Stated problem: Reproduce the lines below without changing a single character, and omit the pictures from your output.

Material provided:

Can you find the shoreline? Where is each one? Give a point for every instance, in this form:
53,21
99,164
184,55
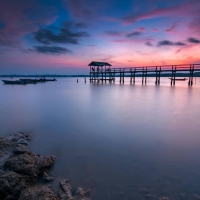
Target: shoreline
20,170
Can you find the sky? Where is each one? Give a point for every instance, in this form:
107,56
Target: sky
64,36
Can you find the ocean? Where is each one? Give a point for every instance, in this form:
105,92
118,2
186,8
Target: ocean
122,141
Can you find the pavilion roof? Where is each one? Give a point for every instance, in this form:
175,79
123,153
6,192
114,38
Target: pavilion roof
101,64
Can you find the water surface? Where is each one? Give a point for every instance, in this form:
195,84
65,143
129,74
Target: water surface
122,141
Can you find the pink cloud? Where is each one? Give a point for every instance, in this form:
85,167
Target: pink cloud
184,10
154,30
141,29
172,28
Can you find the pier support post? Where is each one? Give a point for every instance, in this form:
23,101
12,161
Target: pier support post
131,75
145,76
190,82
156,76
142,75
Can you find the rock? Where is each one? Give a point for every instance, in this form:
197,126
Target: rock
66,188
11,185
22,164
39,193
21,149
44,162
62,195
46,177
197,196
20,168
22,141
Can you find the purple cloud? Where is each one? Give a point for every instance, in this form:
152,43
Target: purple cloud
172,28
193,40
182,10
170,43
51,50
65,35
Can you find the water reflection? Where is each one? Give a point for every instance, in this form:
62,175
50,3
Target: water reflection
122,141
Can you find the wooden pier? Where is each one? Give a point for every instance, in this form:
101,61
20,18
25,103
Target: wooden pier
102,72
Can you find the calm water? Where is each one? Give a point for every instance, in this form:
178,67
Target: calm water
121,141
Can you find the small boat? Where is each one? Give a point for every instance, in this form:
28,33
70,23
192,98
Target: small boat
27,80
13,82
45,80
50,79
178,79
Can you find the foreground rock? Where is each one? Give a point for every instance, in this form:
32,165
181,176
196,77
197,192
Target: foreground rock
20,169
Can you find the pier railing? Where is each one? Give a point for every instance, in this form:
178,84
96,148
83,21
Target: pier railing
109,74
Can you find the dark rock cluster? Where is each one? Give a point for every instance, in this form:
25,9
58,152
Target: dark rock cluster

Solved problem:
Can you find the shoreline? Where is each one? Give a point for every instance, in this form:
53,21
99,164
184,55
Target: shoreline
20,170
Can you find the sky? Where is each one? Give a point for every instance, in this form:
107,56
Target: sky
64,36
Can you find the ocean? Where is each one? Give a point for every instance, in this form:
105,92
118,2
186,8
Target: ocean
122,141
Can you find the pavilion roof? Where is each one? Give a point for every instance, in this form:
175,79
123,153
6,192
114,38
Target: pavilion roof
101,64
Can you find the water surface? Where is each one? Give a point for every instance, in this form:
195,84
65,143
129,74
Target: water surface
122,141
Can you find the pink cloud? Where is each one? Give a point for every instance, in this form:
85,167
Target: pink cloud
184,10
154,30
141,29
172,28
Can you find the pier support post? Where is each one? Give a point for every instance, in this form:
23,101
12,161
Target: pier support post
131,75
145,76
190,82
156,76
142,75
Can you find the rock? Where is each one? Give a point for every instance, in this form:
197,126
Target: rock
66,188
11,185
22,164
39,193
21,149
44,162
62,195
46,177
197,196
20,168
22,141
Can you find the purple cloud? Where is each one? Give a point for every instance, in this form:
152,43
Target: purple cloud
172,28
193,40
182,10
170,43
51,50
65,35
Can you find the water reflection? Where is each one? Give a point for every instance, in this form:
62,175
50,3
Target: water reflection
122,141
Can you find the wooden pier? Where is each one? Give a point for every instance, in this form:
101,61
20,18
25,103
Target: wooden pier
102,72
Can you find the calm water? Where is each one? Give a point for every instance, in this form:
178,67
Target: calm water
121,141
Can you find the small boat? Where is each one? Give a point for every instance, in this form:
28,33
70,23
192,98
Target: small boat
27,80
13,82
45,80
50,79
178,79
Can you find the foreground rock? Where is each one? Give a point for every instance, in this form:
32,165
181,176
196,77
197,192
Target: foreground rock
20,169
Can you find the pier railing? Where is each one? Give a point for every instance, in this form:
178,84
96,148
83,21
Target: pier railing
109,74
Can you find the dark rock cluster? Where is each one? Give a point for every instance, in this form:
25,9
58,152
Target: dark rock cluster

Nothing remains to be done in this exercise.